Data records
********************
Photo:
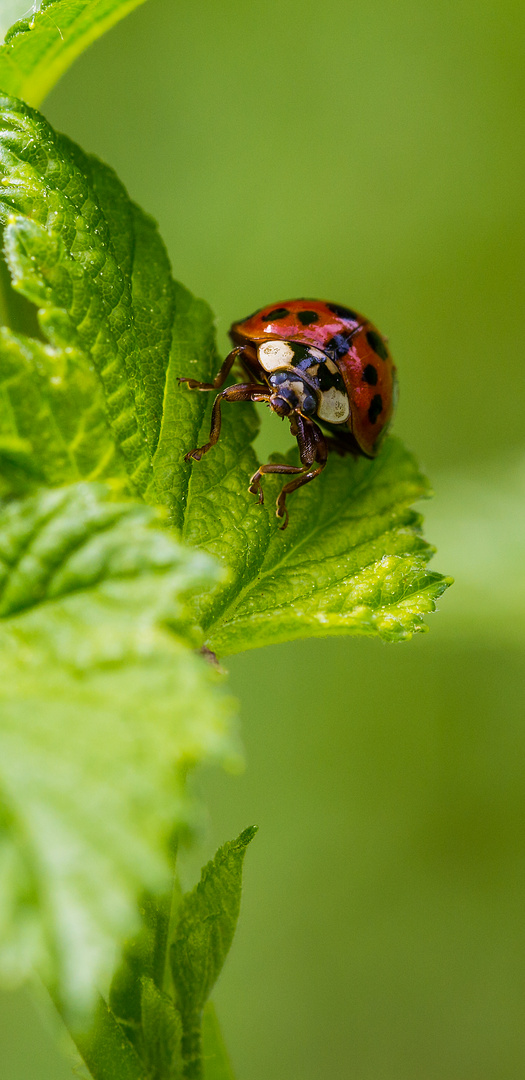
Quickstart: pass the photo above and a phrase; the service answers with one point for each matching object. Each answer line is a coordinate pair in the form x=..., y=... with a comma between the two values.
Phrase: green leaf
x=107, y=1051
x=215, y=1061
x=96, y=269
x=162, y=1033
x=105, y=391
x=351, y=561
x=480, y=523
x=206, y=922
x=103, y=709
x=40, y=49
********************
**Problem to solve:** Duplicate the lines of the records word for word, omitting the pictures.

**Finished exercise:**
Photo:
Quickstart: pass the photo above and a phrase; the service answers with one point for each matching object. Each answer line is a coordinate pair in the form x=..., y=... with a comma between the two values.
Phrase: green leaf
x=107, y=1051
x=215, y=1061
x=96, y=269
x=162, y=1033
x=105, y=391
x=351, y=561
x=480, y=523
x=206, y=922
x=103, y=709
x=40, y=49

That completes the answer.